▶ _Lesetext_
Bisherige Anwendungen und aktueller Stand der Wissenschaft
Bereits seit 1988 wird Nabelschnurblut bei bestimmten Erkrankungen eingesetzt – die erste Anwendung war eine Transplantation bei der Fanconi‑Anämie – einer durch DNA-Störungen verursachte Erbkrankheit, die etwa Tumore hervorrufen kann. Seitdem wurden weltweit über 60.000 Anwendungen dokumentiert, bei rund 80 verschiedenen Erkrankungen.
Die in Deutschland behördlich zugelassenen Hauptanwendungen sind die Transplantation blutbildender Stammzellen für den Wiederaufbau von Knochenmark und Immunsystem. nach. Das ist beispielsweise bei Hochdosis‐Chemotherapien, bei Leukämien, Blutbildungsstörungen oder Immundefekten nötig.
Laut der Nabelschnurblutbank Vita 34 wurden bislang 255 Nabelschnurblutpräparate für therapeutische Zwecke eingesetzt (Stand: Oktober 2025).
Mesenchymale Stammzellen (MSCs) aus Nabelschnurgewebe
Die MSCs aus dem Nabelschnurgewebe werden in der sogenannten präklinischen Forschung untersucht. Unter anderem wird ihr Einsatz zur Regeneration von Knorpel-, Knochen- oder Rückenmarksverletzungen erforscht. Auch die Heilung von Hautwunden oder Lungenfibrose kann damit möglicherweise bald unterstützt werden.
Weltweite Studien geben Hoffnung
Laut Vita 34 laufen weltweit Studien zu folgenden Bereichen:
- Hirnschädigungen (zum Beispiel frühkindliche Hirnschäden, Zerebralparese)
- Herzfehler bei Neugeborenen und Kleinkindern (Regeneration von Herzgewebe)
- Chronische Lungenerkrankungen, etwa bei Frühchen mit Lungenfunktionsproblemen
- Autoimmunerkrankungen wie Typ-1‐Diabetes, Rheumatoide Arthritis oder Morbus Crohn
Chancen und Herausforderungen in der Nabelschnurblut-Forschung
Chancen:
- Die frühe Gewinnung der Zellquellen, in Form von einer Entnahme des Nabelschnurbluts und Nabelschnurgewebes unmittelbar nach der Geburt, ist völlig schmerzfrei und risikoarm für Mutter und Kind.
- Junges Alter der Zellen und geringere Umwelteinflüsse versprechen bessere therapeutische Möglichkeiten – je unverbrauchter die Zellen, desto vielversprechender der Einsatz.
- Großes Potenzial im Hinblick auf Anwendungen bei bislang schwer behandelbaren Erkrankungen: Schlaganfall, Herz- und Lungenerkrankungen, Rückenmarksverletzungen et cetera.

▶ _Aufgaben zur Übung_
1. Beantworte zum Text über Nabelschnurblut diese drei Fragen:
(a) Seit welchem Jahr wird Nabelschnurblut eingesetzt, und bei welcher Erkrankung fand die erste Anwendung statt?
(b) Wie viele Nabelschnurblutpräparate wurden laut Vita 34 bis Oktober 2025 für therapeutische Zwecke eingesetzt?
(c) In welcher Art von Forschung werden die MSCs aus dem Nabelschnurgewebe untersucht?
2. Setze den Text über Nabelschnurblut im Anschluss an seinen letzten Satz fort.

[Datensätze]
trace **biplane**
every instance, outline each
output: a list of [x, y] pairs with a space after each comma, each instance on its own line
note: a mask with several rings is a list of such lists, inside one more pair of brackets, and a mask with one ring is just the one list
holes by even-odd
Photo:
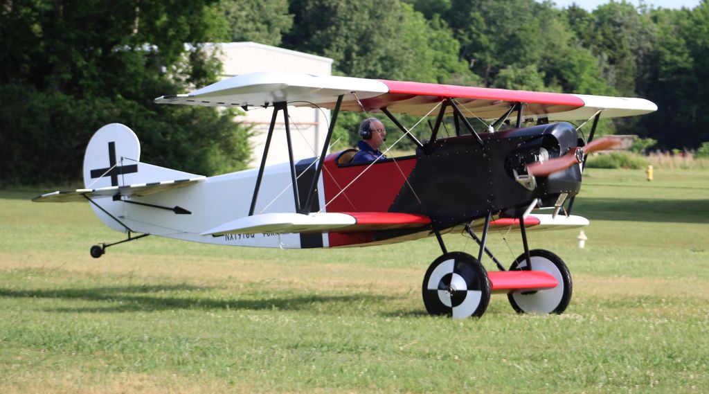
[[[140, 142], [130, 128], [104, 126], [86, 147], [86, 188], [33, 200], [87, 201], [104, 223], [127, 234], [94, 245], [92, 257], [148, 235], [284, 249], [435, 237], [442, 254], [424, 275], [423, 303], [429, 313], [454, 318], [481, 316], [492, 293], [507, 294], [518, 313], [566, 309], [572, 291], [568, 267], [552, 252], [530, 249], [527, 232], [588, 225], [570, 213], [586, 156], [612, 144], [593, 140], [599, 119], [657, 108], [642, 98], [273, 72], [240, 75], [155, 101], [272, 108], [260, 165], [216, 176], [151, 165], [140, 161]], [[294, 159], [289, 106], [332, 111], [322, 151], [314, 157]], [[352, 163], [352, 150], [328, 154], [343, 111], [384, 114], [401, 131], [399, 140], [415, 145], [415, 154]], [[266, 166], [279, 113], [289, 159]], [[428, 137], [417, 138], [412, 131], [420, 121], [408, 128], [401, 114], [428, 119]], [[588, 140], [571, 123], [581, 121], [592, 123]], [[484, 126], [476, 129], [476, 122]], [[540, 213], [544, 208], [550, 213]], [[494, 228], [521, 233], [524, 252], [507, 269], [486, 246]], [[476, 256], [447, 249], [442, 235], [455, 232], [477, 242]], [[484, 255], [498, 271], [486, 270]]]

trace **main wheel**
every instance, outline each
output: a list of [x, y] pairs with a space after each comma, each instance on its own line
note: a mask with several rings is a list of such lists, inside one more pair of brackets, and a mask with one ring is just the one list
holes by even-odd
[[[554, 288], [533, 292], [517, 291], [507, 295], [512, 308], [518, 313], [562, 313], [571, 300], [571, 275], [559, 256], [542, 249], [530, 251], [532, 271], [551, 274], [559, 283]], [[527, 267], [527, 259], [522, 254], [510, 267], [520, 271]]]
[[422, 292], [423, 304], [431, 315], [479, 317], [490, 302], [490, 280], [477, 259], [453, 252], [431, 263], [423, 277]]

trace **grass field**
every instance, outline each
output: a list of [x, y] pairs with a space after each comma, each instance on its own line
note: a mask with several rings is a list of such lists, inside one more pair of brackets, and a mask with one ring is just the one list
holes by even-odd
[[[494, 296], [425, 314], [435, 240], [333, 250], [118, 240], [84, 203], [0, 191], [0, 393], [709, 390], [709, 171], [591, 169], [578, 230], [530, 233], [574, 278], [562, 315]], [[489, 244], [508, 263], [510, 234]], [[459, 235], [449, 250], [476, 254]], [[494, 264], [484, 261], [489, 270]]]

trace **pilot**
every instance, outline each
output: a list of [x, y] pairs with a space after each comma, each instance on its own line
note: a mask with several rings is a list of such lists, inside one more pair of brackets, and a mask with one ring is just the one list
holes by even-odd
[[352, 158], [353, 163], [374, 162], [379, 157], [386, 159], [379, 151], [379, 147], [386, 140], [386, 130], [379, 119], [368, 118], [362, 120], [359, 123], [359, 135], [362, 136], [362, 141], [357, 142], [359, 152]]

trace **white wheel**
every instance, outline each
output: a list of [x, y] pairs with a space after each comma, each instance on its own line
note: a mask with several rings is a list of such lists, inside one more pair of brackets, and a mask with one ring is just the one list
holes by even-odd
[[453, 252], [431, 263], [423, 277], [422, 293], [431, 315], [454, 319], [480, 317], [490, 302], [490, 280], [477, 259]]
[[[533, 292], [515, 291], [507, 295], [512, 308], [518, 313], [562, 313], [571, 300], [571, 276], [564, 261], [556, 254], [541, 249], [530, 251], [532, 271], [543, 271], [557, 279], [554, 288]], [[510, 271], [527, 267], [524, 254], [517, 258]]]

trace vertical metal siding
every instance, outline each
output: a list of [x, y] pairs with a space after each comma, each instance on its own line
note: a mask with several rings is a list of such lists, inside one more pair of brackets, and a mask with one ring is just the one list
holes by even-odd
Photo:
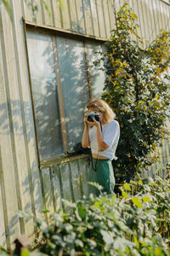
[[[11, 23], [0, 6], [0, 245], [9, 247], [20, 232], [35, 231], [33, 220], [42, 208], [51, 212], [61, 206], [60, 197], [74, 201], [88, 195], [87, 160], [38, 169], [32, 107], [21, 17], [40, 25], [63, 28], [85, 35], [109, 38], [116, 10], [124, 1], [65, 0], [61, 9], [48, 0], [51, 15], [40, 0], [36, 21], [26, 1], [10, 0]], [[139, 16], [143, 38], [152, 41], [159, 30], [170, 30], [170, 5], [161, 0], [129, 0]], [[170, 161], [170, 141], [159, 148], [161, 162]], [[159, 165], [151, 166], [154, 175]], [[69, 178], [68, 178], [69, 177]], [[83, 180], [83, 182], [82, 182]], [[33, 219], [19, 218], [19, 210], [33, 213]]]

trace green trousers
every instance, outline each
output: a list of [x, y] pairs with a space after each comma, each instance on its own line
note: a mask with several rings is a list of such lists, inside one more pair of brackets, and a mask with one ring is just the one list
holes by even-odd
[[[88, 181], [97, 183], [103, 187], [102, 192], [111, 194], [114, 192], [115, 177], [111, 160], [109, 159], [93, 159], [91, 160]], [[99, 191], [95, 187], [88, 184], [89, 194], [99, 195]]]

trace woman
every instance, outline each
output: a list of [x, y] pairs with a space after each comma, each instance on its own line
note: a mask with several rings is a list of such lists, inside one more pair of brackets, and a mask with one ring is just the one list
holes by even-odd
[[[97, 118], [88, 119], [84, 117], [84, 131], [82, 134], [82, 148], [91, 148], [92, 163], [89, 172], [89, 181], [98, 183], [103, 187], [103, 192], [114, 192], [115, 177], [111, 160], [116, 160], [116, 149], [120, 137], [119, 123], [115, 120], [116, 114], [109, 105], [100, 99], [92, 101], [88, 106], [88, 115], [90, 112], [99, 114]], [[96, 194], [95, 188], [89, 187], [89, 192]]]

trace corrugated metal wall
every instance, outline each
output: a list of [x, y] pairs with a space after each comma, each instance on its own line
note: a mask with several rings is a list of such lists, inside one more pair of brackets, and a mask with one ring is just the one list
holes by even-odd
[[[0, 245], [7, 247], [20, 233], [34, 236], [33, 221], [43, 207], [56, 209], [60, 195], [75, 200], [87, 193], [85, 183], [78, 179], [82, 176], [86, 180], [86, 160], [38, 168], [22, 17], [27, 23], [105, 39], [114, 27], [114, 4], [118, 9], [123, 3], [65, 0], [60, 8], [57, 1], [47, 0], [49, 15], [41, 1], [36, 2], [35, 21], [26, 1], [9, 0], [11, 22], [0, 1]], [[139, 33], [144, 39], [155, 38], [161, 28], [170, 30], [170, 5], [166, 2], [129, 3], [139, 16]], [[169, 151], [167, 143], [160, 153], [164, 163], [169, 160]], [[33, 218], [19, 217], [23, 210], [32, 213]]]

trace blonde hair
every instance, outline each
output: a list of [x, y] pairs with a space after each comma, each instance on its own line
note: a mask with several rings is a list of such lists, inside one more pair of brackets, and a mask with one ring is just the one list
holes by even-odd
[[94, 99], [91, 101], [87, 108], [93, 108], [94, 111], [99, 111], [104, 113], [104, 123], [110, 123], [116, 118], [116, 113], [110, 107], [101, 99]]

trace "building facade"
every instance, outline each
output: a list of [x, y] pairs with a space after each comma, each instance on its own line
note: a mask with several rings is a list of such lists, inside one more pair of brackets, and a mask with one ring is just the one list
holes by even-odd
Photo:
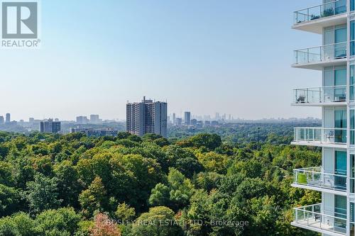
[[146, 100], [139, 103], [127, 103], [126, 130], [143, 136], [146, 133], [155, 133], [168, 136], [168, 103]]
[[322, 122], [295, 128], [292, 143], [321, 147], [322, 166], [295, 169], [292, 185], [321, 192], [322, 202], [294, 208], [292, 225], [326, 236], [355, 235], [354, 10], [354, 0], [323, 0], [294, 13], [293, 28], [322, 42], [294, 52], [292, 67], [322, 72], [322, 82], [294, 89], [293, 105], [321, 107]]
[[53, 119], [40, 123], [40, 132], [46, 133], [57, 133], [60, 131], [60, 122], [53, 121]]
[[185, 112], [185, 125], [190, 125], [191, 124], [191, 113], [190, 111]]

▶ _Antworten pro Aufgabe_
1.
(a) Seit 1988; die erste Anwendung war eine Transplantation bei der Fanconi-Anämie.
(b) 255 Präparate.
(c) In der präklinischen Forschung.

2.
Herausforderungen:
- Zellzahl: Damit eine autologe Anwendung (mit körpereigenen Stammzellen) zum Einsatz kommen kann, muss ausreichend Zellmaterial vorhanden sein – bei Erwachsenen kann das ein Problem sein.
- Zulassung und Evidenz: Viele regenerative Ansätze befinden sich noch im Studienstadium und sind als therapeutische Behandlungsmethoden bisher nicht zugelassen. Die Einsatzgebiete der regenerativen Medizin befinden sich derzeit im Stadium der klinischen Forschung.
- Qualitätssicherung und Lagerung: Stammzellenbanken wie Vita 34 müssen bei Verarbeitung, Lagerung und Dokumentation strenge gesetzliche Vorgaben einhalten und stehen unter Aufsicht des Paul‐Ehrlich‐Instituts.
Die Forschung zu Stammzellen aus Nabelschnurblut und Nabelschnurgewebe zeigt eindrucksvoll, dass diese Zellquellen über das klassische Einsatzfeld der Blutbildung hinaus in vielen Bereichen der regenerativen Medizin an Bedeutung gewinnen könnten. Stammzellenbanken bieten bereits heute eine Infrastruktur zur Einlagerung an und stellen Informationen zur Verfügung, die Transparenz in Bezug auf Einsatzmöglichkeiten und Forschung schaffen.
Dennoch gilt: Viele der vielversprechenden Anwendungen befinden sich derzeit noch im Forschungs- oder Studienstadium. Wenn Sie sich für eine Einlagerung entscheiden, machen Sie sich bewusst, dass nicht jede eingelagerte Probe garantiert eingesetzt wird und dass immer auch die Zellmenge beziehungsweise Qualität eine wichtige Rolle spielen. Gleichzeitig bietet die frühe Einlagerung dieser Zellen Ihrem Kind die Chance auf zukünftige medizinische Optionen, die heute vielleicht noch nicht etabliert sind.